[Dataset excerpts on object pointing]
● ● ● ●

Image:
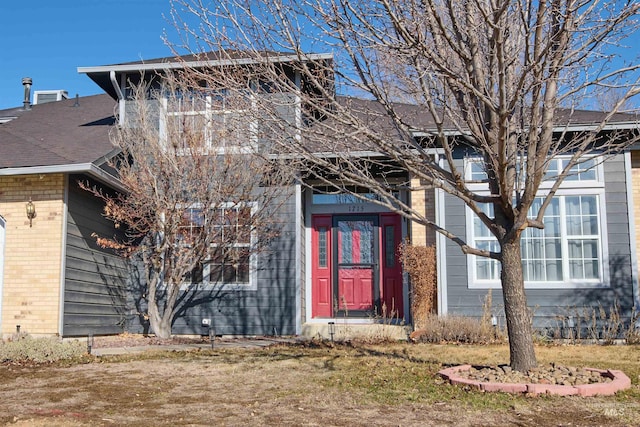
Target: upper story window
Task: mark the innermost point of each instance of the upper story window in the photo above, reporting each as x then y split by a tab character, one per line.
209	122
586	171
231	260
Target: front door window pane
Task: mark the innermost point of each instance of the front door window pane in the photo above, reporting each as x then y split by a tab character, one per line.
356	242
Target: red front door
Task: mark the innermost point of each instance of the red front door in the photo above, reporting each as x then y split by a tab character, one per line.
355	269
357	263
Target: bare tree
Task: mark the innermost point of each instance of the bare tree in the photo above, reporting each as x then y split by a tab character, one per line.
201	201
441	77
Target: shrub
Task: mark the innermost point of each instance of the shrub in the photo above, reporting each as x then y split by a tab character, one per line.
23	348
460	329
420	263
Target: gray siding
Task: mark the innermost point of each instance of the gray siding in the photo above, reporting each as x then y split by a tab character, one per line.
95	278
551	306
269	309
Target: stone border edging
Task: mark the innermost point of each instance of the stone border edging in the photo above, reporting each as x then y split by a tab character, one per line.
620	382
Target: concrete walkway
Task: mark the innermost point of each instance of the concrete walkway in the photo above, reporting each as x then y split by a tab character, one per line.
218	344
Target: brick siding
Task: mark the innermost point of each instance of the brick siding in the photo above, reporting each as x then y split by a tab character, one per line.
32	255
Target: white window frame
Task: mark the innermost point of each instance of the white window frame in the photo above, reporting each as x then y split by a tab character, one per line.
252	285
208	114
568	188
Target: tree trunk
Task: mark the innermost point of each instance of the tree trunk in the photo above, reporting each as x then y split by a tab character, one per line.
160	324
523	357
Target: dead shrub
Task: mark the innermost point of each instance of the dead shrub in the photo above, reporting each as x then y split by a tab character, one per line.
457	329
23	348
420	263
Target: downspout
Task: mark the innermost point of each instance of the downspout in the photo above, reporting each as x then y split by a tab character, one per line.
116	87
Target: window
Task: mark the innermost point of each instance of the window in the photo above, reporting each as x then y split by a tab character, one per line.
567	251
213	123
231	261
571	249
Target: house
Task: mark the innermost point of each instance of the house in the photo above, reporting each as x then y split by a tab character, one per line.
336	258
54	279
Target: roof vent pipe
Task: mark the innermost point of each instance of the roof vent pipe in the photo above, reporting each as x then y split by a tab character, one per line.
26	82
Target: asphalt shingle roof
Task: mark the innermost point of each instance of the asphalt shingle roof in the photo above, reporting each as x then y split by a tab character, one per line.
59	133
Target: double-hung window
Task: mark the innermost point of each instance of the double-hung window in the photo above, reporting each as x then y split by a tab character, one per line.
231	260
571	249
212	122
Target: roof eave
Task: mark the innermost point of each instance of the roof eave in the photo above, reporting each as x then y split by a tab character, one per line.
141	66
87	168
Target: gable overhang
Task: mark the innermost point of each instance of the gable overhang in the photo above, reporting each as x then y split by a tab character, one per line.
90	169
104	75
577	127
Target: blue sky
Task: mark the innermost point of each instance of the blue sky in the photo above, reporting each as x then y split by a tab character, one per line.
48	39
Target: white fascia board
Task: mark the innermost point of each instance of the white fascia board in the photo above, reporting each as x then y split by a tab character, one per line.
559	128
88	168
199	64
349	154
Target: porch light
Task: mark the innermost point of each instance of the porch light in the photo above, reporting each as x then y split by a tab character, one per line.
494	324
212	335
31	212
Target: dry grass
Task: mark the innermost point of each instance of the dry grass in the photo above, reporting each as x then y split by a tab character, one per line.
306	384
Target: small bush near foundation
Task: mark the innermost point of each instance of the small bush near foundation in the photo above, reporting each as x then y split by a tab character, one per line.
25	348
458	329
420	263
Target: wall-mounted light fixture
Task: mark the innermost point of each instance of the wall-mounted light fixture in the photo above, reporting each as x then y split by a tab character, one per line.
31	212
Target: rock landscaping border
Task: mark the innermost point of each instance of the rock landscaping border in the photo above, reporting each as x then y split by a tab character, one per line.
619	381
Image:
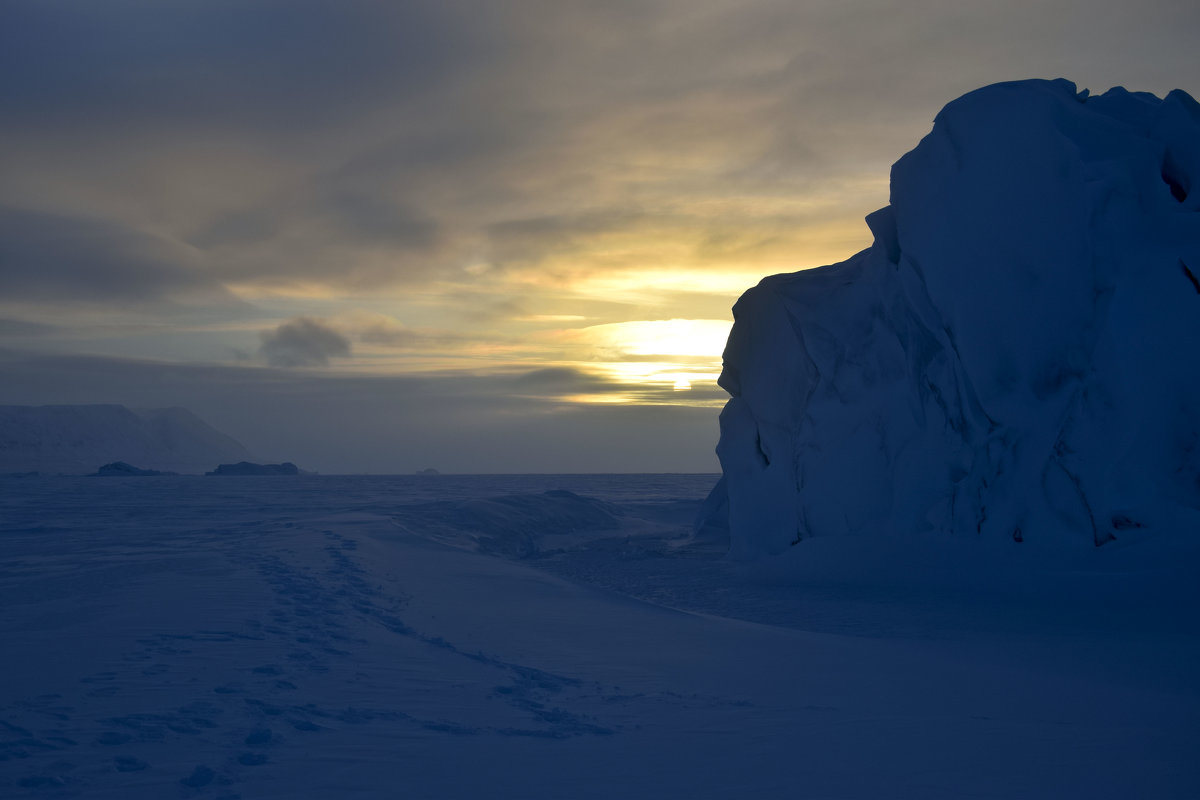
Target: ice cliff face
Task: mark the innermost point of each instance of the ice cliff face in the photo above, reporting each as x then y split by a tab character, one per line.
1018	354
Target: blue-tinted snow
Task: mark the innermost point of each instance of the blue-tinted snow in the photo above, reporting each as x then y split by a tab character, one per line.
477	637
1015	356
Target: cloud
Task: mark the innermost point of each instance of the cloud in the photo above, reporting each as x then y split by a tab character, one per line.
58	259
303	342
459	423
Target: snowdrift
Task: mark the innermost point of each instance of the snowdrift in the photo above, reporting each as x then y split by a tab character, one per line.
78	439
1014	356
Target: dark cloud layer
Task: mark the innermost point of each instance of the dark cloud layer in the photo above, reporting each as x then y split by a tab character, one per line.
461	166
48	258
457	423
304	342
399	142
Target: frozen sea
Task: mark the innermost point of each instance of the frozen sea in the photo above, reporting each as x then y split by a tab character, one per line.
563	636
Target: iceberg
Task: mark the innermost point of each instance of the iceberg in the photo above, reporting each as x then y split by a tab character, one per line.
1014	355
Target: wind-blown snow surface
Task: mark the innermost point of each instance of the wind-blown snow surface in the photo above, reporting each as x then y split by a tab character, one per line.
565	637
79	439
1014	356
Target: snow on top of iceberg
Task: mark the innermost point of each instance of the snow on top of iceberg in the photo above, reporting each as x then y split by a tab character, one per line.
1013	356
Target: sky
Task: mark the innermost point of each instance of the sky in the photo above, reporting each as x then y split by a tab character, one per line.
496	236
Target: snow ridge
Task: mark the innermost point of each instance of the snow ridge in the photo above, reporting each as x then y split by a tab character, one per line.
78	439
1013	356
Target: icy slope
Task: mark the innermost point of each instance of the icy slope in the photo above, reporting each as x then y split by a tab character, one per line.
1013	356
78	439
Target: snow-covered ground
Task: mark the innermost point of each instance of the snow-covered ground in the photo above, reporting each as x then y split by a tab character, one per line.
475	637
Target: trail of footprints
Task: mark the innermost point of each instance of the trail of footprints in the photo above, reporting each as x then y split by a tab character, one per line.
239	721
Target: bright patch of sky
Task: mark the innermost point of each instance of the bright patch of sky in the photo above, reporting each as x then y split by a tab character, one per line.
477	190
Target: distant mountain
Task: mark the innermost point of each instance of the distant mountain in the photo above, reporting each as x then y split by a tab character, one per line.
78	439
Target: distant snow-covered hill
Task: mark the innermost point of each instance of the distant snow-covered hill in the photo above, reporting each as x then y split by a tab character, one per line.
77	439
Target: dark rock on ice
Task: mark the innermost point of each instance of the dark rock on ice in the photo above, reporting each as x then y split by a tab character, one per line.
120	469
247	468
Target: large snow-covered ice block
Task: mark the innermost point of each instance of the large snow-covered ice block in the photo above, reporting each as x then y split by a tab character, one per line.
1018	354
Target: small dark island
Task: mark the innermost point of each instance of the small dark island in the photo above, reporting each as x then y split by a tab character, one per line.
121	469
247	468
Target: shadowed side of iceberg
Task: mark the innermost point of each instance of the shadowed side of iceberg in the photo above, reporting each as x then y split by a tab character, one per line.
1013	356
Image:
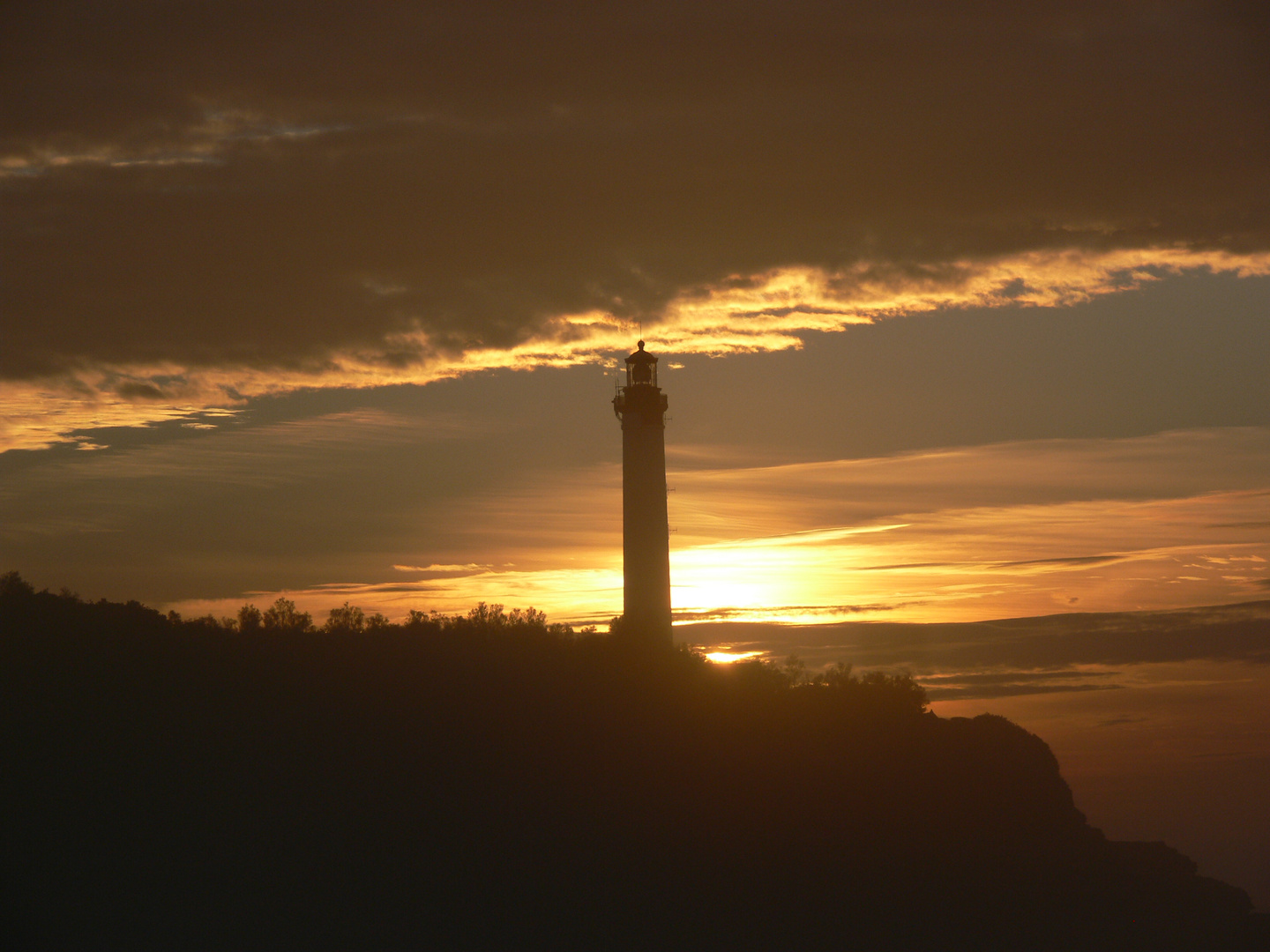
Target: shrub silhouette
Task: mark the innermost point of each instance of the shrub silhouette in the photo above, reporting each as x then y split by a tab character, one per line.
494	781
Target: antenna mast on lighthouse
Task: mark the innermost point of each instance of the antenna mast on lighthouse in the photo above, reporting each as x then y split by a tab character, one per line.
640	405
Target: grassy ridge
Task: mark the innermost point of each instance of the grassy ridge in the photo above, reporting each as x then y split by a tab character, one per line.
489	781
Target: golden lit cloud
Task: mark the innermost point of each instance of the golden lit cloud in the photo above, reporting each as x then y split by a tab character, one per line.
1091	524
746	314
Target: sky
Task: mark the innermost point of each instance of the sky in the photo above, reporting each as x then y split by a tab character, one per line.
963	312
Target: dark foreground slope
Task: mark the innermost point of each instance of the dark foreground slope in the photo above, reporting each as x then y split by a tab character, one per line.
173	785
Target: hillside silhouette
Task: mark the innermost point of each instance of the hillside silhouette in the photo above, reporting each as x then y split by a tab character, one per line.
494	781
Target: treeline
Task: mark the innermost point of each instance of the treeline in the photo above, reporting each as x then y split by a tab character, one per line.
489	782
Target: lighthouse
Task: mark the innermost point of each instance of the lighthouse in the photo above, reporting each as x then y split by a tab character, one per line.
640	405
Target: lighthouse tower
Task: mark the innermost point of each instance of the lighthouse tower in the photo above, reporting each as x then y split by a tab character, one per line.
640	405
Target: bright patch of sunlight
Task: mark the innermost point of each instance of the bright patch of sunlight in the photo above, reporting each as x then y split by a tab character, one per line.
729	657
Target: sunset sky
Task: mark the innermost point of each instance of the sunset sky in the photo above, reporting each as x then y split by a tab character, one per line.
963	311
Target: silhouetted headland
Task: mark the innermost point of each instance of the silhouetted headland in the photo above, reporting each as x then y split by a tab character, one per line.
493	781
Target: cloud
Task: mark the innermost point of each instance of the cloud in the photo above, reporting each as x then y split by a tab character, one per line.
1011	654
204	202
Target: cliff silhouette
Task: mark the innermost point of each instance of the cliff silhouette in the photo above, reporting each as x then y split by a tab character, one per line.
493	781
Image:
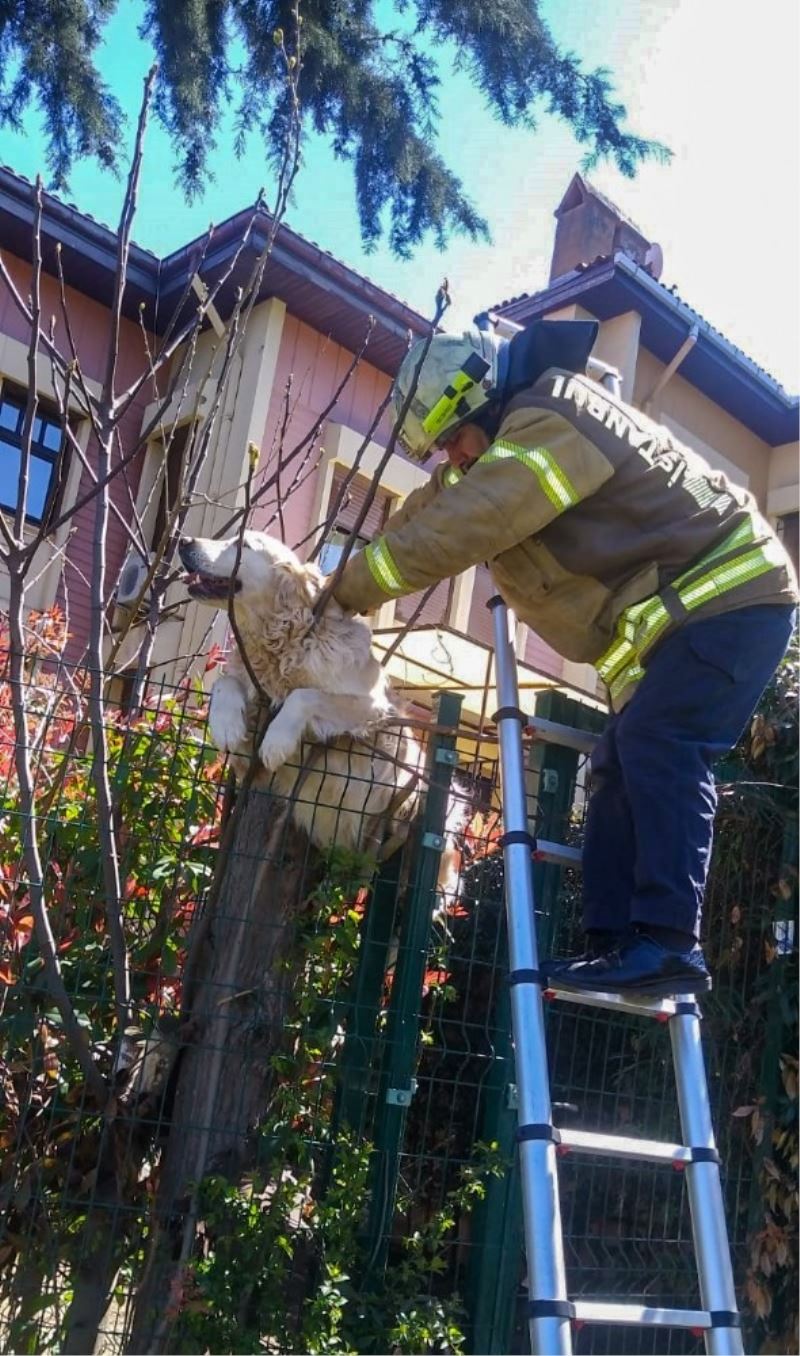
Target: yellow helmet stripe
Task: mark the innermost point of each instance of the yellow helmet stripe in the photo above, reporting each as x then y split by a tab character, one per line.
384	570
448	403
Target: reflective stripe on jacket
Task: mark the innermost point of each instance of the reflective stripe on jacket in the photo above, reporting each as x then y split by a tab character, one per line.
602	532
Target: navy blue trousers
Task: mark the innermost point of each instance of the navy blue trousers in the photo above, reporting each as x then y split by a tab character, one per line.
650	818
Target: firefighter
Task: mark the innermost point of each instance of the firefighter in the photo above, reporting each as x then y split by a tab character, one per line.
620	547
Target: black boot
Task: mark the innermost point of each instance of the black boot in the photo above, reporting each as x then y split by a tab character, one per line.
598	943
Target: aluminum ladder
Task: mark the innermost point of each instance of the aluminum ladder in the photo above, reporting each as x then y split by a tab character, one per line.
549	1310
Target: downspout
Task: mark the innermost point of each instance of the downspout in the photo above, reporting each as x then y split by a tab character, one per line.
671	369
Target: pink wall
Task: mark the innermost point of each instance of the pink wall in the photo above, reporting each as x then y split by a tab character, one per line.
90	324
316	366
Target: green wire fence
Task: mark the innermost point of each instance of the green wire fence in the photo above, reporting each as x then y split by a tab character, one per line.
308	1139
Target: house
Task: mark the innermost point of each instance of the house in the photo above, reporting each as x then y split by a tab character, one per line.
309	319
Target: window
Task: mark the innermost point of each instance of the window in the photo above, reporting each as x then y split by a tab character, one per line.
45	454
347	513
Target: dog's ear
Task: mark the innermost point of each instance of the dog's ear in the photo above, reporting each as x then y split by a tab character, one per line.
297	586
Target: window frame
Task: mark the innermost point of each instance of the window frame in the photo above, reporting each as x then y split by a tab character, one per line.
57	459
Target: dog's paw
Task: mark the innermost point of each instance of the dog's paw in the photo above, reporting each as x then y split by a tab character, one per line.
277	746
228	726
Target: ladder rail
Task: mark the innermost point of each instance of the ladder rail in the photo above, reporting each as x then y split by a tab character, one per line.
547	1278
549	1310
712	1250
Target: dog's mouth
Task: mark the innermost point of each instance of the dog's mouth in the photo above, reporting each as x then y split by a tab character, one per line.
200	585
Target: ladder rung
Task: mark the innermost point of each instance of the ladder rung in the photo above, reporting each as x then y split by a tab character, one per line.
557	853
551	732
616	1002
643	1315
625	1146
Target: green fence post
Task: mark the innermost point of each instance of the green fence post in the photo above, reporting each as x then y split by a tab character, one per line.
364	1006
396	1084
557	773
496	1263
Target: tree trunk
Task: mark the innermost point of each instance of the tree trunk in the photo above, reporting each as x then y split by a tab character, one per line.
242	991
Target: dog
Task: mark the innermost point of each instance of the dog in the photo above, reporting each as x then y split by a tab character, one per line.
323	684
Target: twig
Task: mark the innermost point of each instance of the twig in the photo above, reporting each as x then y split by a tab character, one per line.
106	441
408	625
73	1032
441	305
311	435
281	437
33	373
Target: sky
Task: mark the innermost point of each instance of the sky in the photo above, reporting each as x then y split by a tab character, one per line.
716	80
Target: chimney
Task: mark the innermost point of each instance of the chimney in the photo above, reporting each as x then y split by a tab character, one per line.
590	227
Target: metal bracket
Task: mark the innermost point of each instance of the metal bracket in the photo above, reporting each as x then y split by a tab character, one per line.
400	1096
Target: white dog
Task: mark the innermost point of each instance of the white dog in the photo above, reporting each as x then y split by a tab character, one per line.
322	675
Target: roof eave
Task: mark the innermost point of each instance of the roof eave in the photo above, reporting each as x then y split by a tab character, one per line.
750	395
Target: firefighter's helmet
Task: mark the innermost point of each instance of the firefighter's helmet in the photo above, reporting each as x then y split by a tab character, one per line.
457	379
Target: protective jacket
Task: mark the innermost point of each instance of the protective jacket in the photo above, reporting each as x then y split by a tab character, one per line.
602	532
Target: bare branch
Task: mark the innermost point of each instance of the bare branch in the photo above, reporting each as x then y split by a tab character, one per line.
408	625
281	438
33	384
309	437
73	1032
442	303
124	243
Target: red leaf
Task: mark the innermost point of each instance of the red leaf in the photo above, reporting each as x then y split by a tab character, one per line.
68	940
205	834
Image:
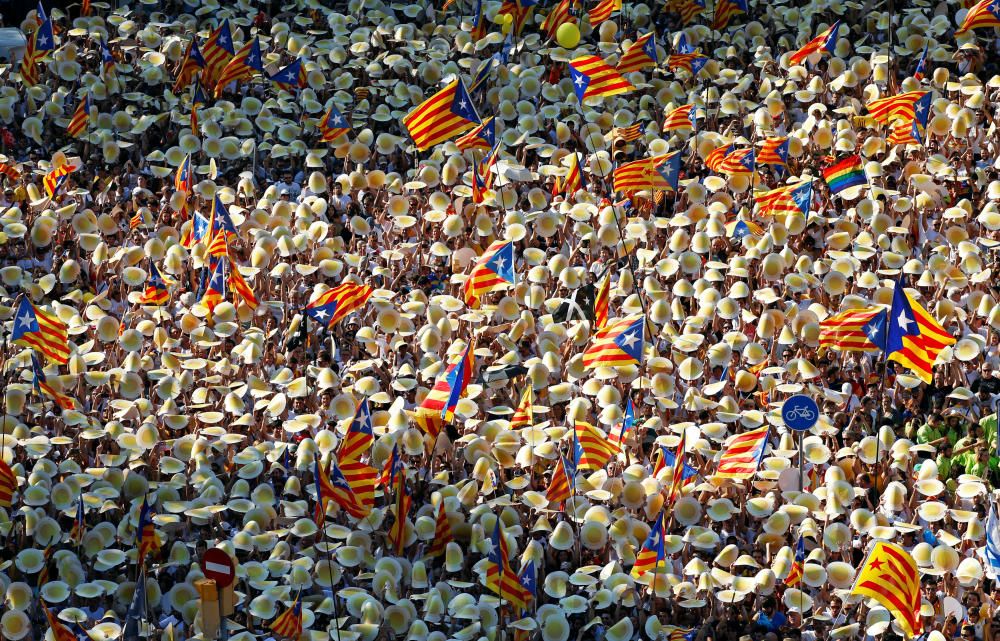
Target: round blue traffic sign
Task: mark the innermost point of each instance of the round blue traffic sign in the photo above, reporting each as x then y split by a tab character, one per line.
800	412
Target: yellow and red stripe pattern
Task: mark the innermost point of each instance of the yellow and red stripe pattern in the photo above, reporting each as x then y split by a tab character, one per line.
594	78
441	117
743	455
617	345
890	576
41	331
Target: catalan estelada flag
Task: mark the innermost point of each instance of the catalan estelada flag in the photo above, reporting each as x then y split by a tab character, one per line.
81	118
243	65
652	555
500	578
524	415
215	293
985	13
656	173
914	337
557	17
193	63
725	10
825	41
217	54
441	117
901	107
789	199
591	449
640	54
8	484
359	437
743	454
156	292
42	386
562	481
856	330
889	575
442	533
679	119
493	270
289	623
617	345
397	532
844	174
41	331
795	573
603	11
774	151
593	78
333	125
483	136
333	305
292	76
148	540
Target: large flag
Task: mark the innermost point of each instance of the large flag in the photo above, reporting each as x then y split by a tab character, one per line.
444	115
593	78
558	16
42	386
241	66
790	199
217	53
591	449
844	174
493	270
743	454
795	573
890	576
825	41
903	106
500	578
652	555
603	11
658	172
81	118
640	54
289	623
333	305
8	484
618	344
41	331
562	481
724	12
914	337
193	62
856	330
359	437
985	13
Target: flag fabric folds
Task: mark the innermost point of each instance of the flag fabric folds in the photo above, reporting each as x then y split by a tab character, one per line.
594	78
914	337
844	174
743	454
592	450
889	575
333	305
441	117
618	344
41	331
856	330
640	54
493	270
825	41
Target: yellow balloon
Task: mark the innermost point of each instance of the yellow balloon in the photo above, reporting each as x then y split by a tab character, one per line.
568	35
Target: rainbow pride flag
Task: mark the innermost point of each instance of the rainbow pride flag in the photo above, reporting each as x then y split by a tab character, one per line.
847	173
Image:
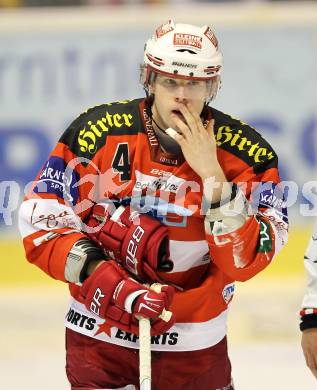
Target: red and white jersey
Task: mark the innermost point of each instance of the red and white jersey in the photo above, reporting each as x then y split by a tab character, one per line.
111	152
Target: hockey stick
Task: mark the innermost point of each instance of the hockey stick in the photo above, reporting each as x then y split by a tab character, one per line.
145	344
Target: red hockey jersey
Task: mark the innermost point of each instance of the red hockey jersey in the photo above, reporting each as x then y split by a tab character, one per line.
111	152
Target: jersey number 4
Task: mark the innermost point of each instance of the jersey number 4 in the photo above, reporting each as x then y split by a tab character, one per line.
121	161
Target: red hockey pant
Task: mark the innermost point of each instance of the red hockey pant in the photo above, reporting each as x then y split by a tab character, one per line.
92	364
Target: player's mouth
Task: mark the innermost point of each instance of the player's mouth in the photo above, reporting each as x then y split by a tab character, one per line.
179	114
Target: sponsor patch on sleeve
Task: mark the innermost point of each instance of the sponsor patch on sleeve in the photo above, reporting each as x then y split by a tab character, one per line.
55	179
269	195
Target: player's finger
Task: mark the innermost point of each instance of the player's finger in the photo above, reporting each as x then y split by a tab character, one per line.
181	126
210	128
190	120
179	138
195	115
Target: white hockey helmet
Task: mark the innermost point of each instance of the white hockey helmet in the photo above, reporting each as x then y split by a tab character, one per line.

● ● ● ●

What this task involves. Output the line that contains "Target: hockey stick", followed by every later line in the listing, with no line omitted and none added.

Exercise answer.
Target: hockey stick
Task: mark the innermost point of each instance of the hockey stick in the photo above, reporting each as x then y split by a tab character, one per line.
145	344
Target: red hockey jersey
Task: mark the innermost point of each instance of the red hockey jersey in the photo above, reporting each as x then y split by a tab character, one per line.
111	152
Target: jersey number 4
Task: mark the innermost point of each instance of the jersey number 4 in the photo above, reporting each as x then y split by a tab character, one per line.
121	161
Target: red hockey pant
Task: mark the innermost point of each instance of the red hockey pant in the photo above, reporting each as x then y split by a tab character, one per line.
92	364
Target: player's mouth
Task: mark the innermost point of each instance of the player's mouth in the photo above, reporting each as x then y split by a tab character, one per line.
179	114
Target: sponsor patch on sleeve
Task: mark the innermost point of each instance of the sponsor patch on sleeve in the photo above, reporting each as x then y split by a tab character, one per line.
55	179
269	195
Target: player's finger
Task: mark the innermost point of each instance of the player's finger in the photo above, reporting each as x then y split by a tab character, one per line.
181	126
210	128
190	120
179	138
195	115
Target: white hockey helmet
Task: mark the innermost point of each instance of the white hockey helmet in the photo above, reporting each as x then y split by a tab character, one per line.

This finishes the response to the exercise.